• Dataset records:
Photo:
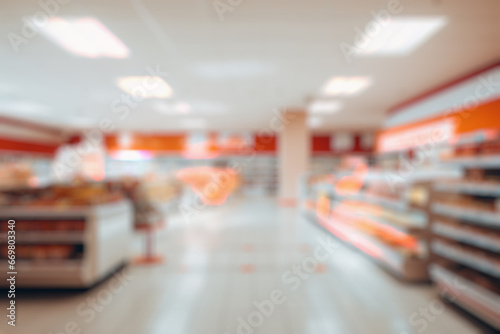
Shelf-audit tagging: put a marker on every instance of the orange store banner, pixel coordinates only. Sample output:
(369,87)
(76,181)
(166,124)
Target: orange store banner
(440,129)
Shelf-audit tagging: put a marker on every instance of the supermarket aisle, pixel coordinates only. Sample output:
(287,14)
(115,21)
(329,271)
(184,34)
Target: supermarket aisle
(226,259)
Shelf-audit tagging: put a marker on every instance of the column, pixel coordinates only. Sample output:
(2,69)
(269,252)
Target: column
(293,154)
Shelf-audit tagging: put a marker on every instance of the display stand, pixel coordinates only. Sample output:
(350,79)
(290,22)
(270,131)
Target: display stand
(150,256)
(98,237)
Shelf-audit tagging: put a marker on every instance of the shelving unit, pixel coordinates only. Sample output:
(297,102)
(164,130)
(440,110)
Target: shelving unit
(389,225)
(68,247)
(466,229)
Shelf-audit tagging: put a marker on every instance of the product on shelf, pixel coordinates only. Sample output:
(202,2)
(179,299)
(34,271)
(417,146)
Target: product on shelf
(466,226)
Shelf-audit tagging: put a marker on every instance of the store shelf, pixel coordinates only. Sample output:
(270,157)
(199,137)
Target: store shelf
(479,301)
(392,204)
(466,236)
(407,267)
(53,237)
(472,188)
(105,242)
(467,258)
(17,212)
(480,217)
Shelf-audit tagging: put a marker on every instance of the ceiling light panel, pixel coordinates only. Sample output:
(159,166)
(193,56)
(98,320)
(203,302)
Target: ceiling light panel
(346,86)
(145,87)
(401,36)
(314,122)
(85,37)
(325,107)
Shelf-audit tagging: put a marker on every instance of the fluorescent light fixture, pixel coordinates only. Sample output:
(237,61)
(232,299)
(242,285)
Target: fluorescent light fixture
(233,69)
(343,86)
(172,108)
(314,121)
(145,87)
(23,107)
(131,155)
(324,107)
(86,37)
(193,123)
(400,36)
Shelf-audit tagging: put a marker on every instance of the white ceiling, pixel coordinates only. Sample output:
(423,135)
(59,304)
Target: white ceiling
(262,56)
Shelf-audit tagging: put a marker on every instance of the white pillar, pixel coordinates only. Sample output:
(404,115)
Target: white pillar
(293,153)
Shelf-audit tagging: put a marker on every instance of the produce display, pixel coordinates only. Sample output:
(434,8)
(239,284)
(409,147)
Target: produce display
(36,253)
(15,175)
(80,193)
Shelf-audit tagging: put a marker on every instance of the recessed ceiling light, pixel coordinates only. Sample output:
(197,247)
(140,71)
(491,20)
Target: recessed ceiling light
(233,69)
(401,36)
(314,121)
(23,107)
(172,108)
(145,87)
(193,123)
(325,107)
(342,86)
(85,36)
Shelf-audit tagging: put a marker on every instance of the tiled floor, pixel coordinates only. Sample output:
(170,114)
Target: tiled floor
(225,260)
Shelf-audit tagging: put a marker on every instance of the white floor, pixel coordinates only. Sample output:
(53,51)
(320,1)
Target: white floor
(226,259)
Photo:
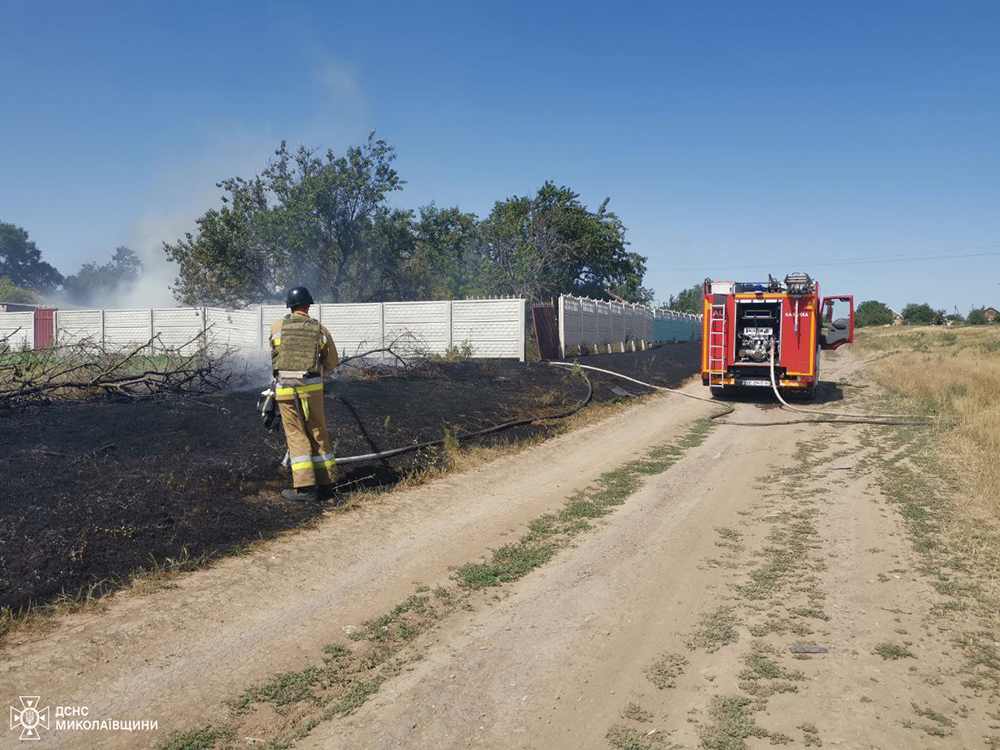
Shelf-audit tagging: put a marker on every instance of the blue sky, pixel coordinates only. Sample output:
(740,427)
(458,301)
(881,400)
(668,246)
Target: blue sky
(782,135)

• Task instructions:
Please transcribe every entry above exactly, leaving out any pictures.

• Output below:
Photo:
Shelf-audit tagging: put a marker on every instance of the orange store banner, pixel coordinates only. Sample output:
(369,87)
(76,181)
(166,124)
Target: orange store banner
(440,129)
Shelf-audit tagging: put a marker on every instance of the supermarket aisle, pixel coordinates only. Sample output:
(287,14)
(115,21)
(329,271)
(184,34)
Target: supermarket aisle
(226,259)
Shelf-audit tagging: put a marker on every instance of the column, pixel coordinates only. Sample output:
(2,69)
(269,252)
Target: column
(293,154)
Shelf-audit tagging: put a marker on every instance of the display stand, pixel coordinates only. Sample output:
(350,79)
(290,22)
(270,131)
Target: display stand
(150,256)
(98,237)
Shelf-audit tagging: put a marker on every instance of the shelving unit, pixel coordinates only. Sample output:
(297,102)
(164,130)
(440,110)
Target: shelving unit
(389,225)
(68,247)
(466,229)
Shelf-audit tagging: put a marker on every instance of the product on shelf, pixel coordinates only. Sample output:
(202,2)
(179,299)
(34,271)
(417,146)
Target: product on shelf
(466,226)
Shelf-audit tagging: put a marker on every instance of the store shelf, pixel coordinates only. Sample output:
(270,157)
(199,137)
Target: store shelf
(479,301)
(392,204)
(466,236)
(407,267)
(53,237)
(472,188)
(105,242)
(467,258)
(17,212)
(480,217)
Shelf-audit tagging: put a marker on every instance of the ceiling light panel, pixel coordinates only. Sample output:
(159,166)
(193,56)
(98,320)
(203,302)
Target: ceiling light panel
(346,86)
(145,87)
(401,36)
(314,122)
(85,37)
(325,107)
Shelf-audit tagging: put a marker on every instance of the fluorescent light fixture, pixel coordinates only. Sample output:
(237,61)
(232,299)
(242,285)
Target: fluorescent light fixture
(233,69)
(343,86)
(172,108)
(314,121)
(145,87)
(23,107)
(131,155)
(324,107)
(86,37)
(193,123)
(400,36)
Shelf-audit tagging: put a marker on every instance of the white ceiling, pixel coordinates only. Sample output:
(423,135)
(59,304)
Target: white ceiling
(262,56)
Shelf-audit tagging: put a marker on every instance of the white pillar, pixel coordinates only. Sample output:
(404,115)
Target: white pillar
(293,153)
Shelf-audit tagging: put a marker on every instance of the produce display, pixel coordinates only. Sample output:
(434,8)
(239,284)
(409,147)
Target: produce display
(36,253)
(15,175)
(80,193)
Shelf-audit tagging: put a marker on every instance of the recessed ceiling light, pixel coordinates only. Sample output:
(197,247)
(140,71)
(491,20)
Target: recessed ceiling light
(233,69)
(401,36)
(314,121)
(23,107)
(172,108)
(145,87)
(193,123)
(325,107)
(342,86)
(85,36)
Shelf-audit tagging: put a marker on every instance of the tiled floor, pixel coordinates only. Sample output:
(170,114)
Target: tiled floor
(225,260)
Shelf-audit tagging: put a marker on every instance of the white floor, pixel coordinates only. Sample output:
(53,51)
(320,1)
Target: white floor
(226,259)
Photo:
Shelf-audit tagging: put a marker on every instance of the blue sky, pixel coordinates only. Sample output:
(740,427)
(458,301)
(881,400)
(668,246)
Target: blue sky
(782,135)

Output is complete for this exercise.